PROBLEM DESCRIPTION: Lines with the word "JSON": copy all of them from the entries below.

--- GIVEN RECORDS ---

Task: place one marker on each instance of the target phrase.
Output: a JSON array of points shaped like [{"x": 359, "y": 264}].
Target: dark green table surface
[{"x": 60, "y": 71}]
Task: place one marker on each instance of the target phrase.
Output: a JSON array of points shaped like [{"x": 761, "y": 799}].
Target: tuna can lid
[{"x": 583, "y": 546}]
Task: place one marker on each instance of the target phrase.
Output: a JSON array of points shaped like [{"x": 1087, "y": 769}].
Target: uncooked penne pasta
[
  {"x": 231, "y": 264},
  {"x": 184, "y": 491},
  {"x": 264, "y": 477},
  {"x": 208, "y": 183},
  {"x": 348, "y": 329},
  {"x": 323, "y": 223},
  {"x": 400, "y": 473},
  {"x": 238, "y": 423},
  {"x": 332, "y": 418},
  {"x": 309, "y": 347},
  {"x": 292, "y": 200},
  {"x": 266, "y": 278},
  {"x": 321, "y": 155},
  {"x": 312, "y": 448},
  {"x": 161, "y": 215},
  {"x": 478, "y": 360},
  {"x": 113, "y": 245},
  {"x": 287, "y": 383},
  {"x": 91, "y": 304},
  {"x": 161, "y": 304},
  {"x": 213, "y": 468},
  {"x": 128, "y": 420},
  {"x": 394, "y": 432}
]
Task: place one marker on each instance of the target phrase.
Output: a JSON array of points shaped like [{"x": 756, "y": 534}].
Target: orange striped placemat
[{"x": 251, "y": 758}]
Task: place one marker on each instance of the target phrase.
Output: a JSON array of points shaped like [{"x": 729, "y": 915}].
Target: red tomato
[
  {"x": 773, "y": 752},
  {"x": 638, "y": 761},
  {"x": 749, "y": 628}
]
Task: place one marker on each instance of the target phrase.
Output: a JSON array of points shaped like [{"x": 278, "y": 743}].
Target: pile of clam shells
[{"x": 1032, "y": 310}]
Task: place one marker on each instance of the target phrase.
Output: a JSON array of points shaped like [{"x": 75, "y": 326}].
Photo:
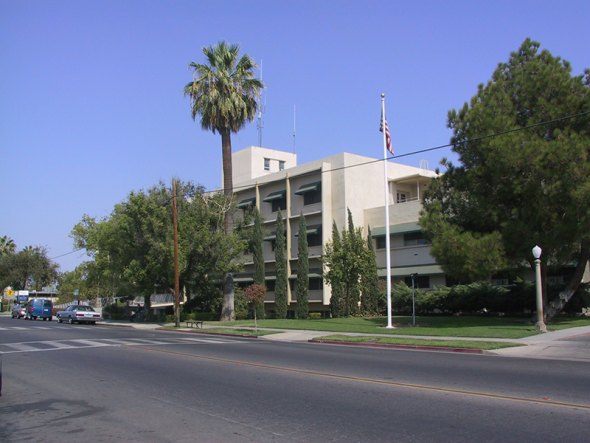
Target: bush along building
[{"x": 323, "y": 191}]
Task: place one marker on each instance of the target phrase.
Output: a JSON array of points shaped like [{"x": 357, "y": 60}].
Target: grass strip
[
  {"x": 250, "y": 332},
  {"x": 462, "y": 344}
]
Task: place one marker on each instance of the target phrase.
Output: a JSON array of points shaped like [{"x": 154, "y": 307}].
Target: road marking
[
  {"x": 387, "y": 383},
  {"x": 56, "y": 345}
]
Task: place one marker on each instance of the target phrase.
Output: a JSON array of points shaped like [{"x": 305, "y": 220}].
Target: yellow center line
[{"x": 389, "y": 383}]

---

OUTPUT:
Output: a JSON array of points shaped like [{"x": 359, "y": 264}].
Output: a JSON array of points shaped like [{"x": 761, "y": 799}].
Output: a JSON array of points shaped like [{"x": 1087, "y": 769}].
Output: a JSON array of points shaped like [{"x": 756, "y": 534}].
Output: a JSON array of points shaped like [{"x": 729, "y": 915}].
Output: a JSON array of points shaped like [{"x": 278, "y": 743}].
Output: a JSON array of points shaped like [{"x": 75, "y": 326}].
Output: a JSON array of points shaped like [{"x": 357, "y": 60}].
Output: a JSON array of points shaped like [{"x": 154, "y": 307}].
Output: a JSON array of points shaped like [{"x": 305, "y": 220}].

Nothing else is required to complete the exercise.